[Problem details] Please copy out all of the items below, substituting "venue seating survey" for every occurrence of "shelf-layout reference" and leaving everything else unchanged.

(Location identification items)
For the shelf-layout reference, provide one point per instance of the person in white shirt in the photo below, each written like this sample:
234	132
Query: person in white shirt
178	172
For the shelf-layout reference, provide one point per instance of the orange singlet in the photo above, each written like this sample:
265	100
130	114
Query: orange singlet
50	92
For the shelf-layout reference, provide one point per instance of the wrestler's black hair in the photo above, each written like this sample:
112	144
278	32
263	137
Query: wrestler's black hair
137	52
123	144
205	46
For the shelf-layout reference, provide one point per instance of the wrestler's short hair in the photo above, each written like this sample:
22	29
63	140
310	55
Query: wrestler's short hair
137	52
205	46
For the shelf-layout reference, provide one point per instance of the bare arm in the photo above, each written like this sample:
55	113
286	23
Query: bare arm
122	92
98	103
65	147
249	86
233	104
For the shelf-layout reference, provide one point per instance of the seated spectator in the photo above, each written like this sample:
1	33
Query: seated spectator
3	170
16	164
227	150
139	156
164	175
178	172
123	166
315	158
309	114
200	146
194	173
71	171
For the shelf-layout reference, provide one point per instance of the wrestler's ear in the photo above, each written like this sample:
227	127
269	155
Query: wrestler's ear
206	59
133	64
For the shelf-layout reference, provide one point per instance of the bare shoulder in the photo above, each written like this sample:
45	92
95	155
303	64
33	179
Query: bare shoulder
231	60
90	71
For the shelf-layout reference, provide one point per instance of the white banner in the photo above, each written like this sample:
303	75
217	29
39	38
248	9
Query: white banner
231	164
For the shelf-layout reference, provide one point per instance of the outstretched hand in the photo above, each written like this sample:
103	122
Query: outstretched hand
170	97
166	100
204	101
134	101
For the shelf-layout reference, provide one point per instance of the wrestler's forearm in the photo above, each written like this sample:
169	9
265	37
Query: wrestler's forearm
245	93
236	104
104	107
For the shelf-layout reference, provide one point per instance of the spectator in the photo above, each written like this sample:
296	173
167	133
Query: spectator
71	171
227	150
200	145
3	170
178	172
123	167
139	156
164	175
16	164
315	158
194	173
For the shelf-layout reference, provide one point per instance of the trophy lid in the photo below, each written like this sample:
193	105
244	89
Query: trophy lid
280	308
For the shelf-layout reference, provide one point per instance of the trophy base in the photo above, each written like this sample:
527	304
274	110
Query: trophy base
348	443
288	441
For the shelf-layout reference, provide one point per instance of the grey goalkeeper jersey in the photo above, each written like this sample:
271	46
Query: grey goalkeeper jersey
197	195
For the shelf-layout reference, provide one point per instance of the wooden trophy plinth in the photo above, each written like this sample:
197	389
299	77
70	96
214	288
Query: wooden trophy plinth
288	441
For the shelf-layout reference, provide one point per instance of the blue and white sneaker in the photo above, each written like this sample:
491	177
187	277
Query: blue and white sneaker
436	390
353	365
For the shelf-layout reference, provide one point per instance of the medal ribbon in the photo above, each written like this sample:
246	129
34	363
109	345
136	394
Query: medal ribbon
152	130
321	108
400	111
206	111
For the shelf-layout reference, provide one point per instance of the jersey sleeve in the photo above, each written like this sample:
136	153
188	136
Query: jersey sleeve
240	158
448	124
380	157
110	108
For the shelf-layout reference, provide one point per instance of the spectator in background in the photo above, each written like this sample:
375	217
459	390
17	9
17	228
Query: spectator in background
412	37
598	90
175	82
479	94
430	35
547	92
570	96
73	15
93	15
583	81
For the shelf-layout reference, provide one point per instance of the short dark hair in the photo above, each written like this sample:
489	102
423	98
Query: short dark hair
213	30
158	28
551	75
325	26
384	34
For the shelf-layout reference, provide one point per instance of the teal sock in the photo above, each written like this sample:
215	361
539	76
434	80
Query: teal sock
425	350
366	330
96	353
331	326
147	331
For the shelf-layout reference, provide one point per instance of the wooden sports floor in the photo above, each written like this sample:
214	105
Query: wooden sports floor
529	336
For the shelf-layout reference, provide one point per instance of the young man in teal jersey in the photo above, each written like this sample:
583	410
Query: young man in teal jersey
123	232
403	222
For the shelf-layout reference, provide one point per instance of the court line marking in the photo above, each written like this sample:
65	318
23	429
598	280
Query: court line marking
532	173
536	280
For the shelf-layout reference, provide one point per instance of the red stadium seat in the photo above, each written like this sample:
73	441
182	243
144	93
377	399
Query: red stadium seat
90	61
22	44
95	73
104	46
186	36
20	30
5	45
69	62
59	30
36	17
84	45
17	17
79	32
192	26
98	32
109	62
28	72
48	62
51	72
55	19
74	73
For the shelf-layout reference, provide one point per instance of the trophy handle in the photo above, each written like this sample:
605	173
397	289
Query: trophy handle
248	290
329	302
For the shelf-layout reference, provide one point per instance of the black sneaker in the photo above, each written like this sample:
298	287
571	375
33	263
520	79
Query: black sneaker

[Expected answer]
For the venue seating survey, provide one point per instance of the person in white shirt in the photo below, each written like this sample:
234	132
Query: person in white shirt
178	172
For the venue seating survey, provide one point per instance of the orange singlet in the photo above, each written like this sample:
265	100
130	114
Query: orange singlet
50	92
For the venue seating survey, provide one point per instance of the wrestler's black hair in the photo above, each written like this sample:
112	144
278	32
263	137
Query: wrestler's black hair
137	52
123	144
205	46
For the venue seating survey, provide one point per instance of the wrestler's short hair in the photo above, each written like this sample:
22	29
63	140
310	55
Query: wrestler's short hair
137	52
205	46
For the venue seating survey, provide one point per instance of the bare arm in the photo above, each written like this sample:
55	113
286	23
Query: bare arm
122	92
98	103
65	147
249	86
233	104
For the venue seating survey, provide one point per instance of the seated spectator in the photo above, each written like this sample:
1	33
Query: seated spectator
3	170
16	164
227	150
139	156
164	175
178	172
123	166
315	158
309	114
200	146
194	173
71	171
For the venue seating survey, provide one point per instance of the wrestler's ear in the photo above, each written like this sample:
227	127
269	155
Query: wrestler's ear
206	59
133	64
For the venue seating survey, provide one point per instance of the bare shoulder in the photo above, each written like this sample:
45	92
95	155
303	64
33	179
Query: bare shoulder
231	60
90	71
For the venue seating survey, provide one point per instance of the white banner in the photo above, each written like this sample:
303	75
217	29
39	38
248	9
Query: white banner
231	164
For the venue seating survey, provide one point per instance of the outstretched hand in the photo above, each written like this sample:
103	122
Query: outstretched hand
170	97
166	100
204	101
134	101
For the venue seating survey, provide one point per instance of the wrestler's forearm in the photo above, each written like this sample:
169	9
265	37
Query: wrestler's forearm
245	93
236	104
104	107
For the venue seating survey, provide one point per instance of the spectator in the photo above, each written like this sample:
296	173
167	133
Query: spectator
71	171
227	150
200	145
3	170
178	172
123	167
139	156
164	175
16	164
315	158
194	173
For the venue seating survey, provide one point per instance of the trophy lid in the photo below, each written like this sample:
193	105
244	89
Query: trophy lid
280	308
For the venue seating survey, provide one point per instance of the trophy base in the photo above, each written like this sample:
527	304
274	110
Query: trophy base
348	443
288	441
For the venue seating survey, provide one point per instance of the grey goalkeeper jersey in the photo above, each written like this sample:
271	46
Query: grey goalkeeper jersey
197	195
For the venue seating survey, provide one point per instance of the wooden trophy plinth in the photo above, each written like this sample:
197	389
299	77
70	96
214	288
Query: wooden trophy plinth
288	441
For the venue seating survey, provide one point per instance of the blue and white sneaker in the photo above, each written like this sample:
491	177
187	277
Query: blue and white sneaker
436	390
353	365
For the venue seating survey, provide one point per instance of the medal ribbon in the photo above, each written like this sample:
246	129
34	363
109	345
136	394
Query: medal ribbon
152	130
321	108
400	111
206	111
For the venue seating survey, provide one point per instance of the jersey sleeve in the photo above, each written like this sample:
136	153
188	136
Query: jersey sleeve
240	158
448	124
380	157
110	108
For the venue seating survey, provide one point per instance of the spectator in background in the photo above, each written like this sample:
375	217
459	390
17	9
17	228
Query: spectator in background
412	37
598	90
175	82
479	94
430	35
547	92
570	96
73	15
93	15
583	81
For the venue seating survey, provide one point per instance of the short dark hair in the photo above, each written like this sample:
489	102
423	98
Query: short dark hair
213	30
158	28
551	75
325	26
384	34
For the venue seating survey, provide one point per instance of the teal sock in the photo above, each written like this sample:
215	361
539	76
434	80
Query: teal sock
425	350
366	330
96	353
331	326
147	331
For the venue seating survey, provide one point per instance of the wooden sports floor in the photo above, each written like this sample:
214	105
Query: wooden sports floor
529	336
For the venue seating survey, provide one point per instance of the young man in teal jersey in the photo above, each written like this sample:
583	410
Query: young man in teal jersey
123	232
403	222
For the venue seating survey, provide one point per instance of the court line marking in the photo above, each written like this sample:
65	318
23	429
598	280
Query: court line marking
532	173
536	280
For the venue seating survey, provide one point per instance of the red stadium seat in the photo above, each written like this sample:
73	441
182	243
144	93
377	399
Query: red stadium seat
90	61
22	44
95	73
104	46
186	36
20	30
5	45
69	62
59	30
36	17
84	45
17	17
79	32
192	26
98	32
109	62
28	72
48	62
51	72
55	19
74	73
For the venue seating survey, provide one point per instance of the trophy handle in the photo above, each written like this sample:
605	173
397	289
Query: trophy handle
248	290
329	302
For the venue seating survey, provide one point per instance of the black sneaker in the photo above, each written like this sample:
298	287
571	375
33	263
520	79
Query: black sneaker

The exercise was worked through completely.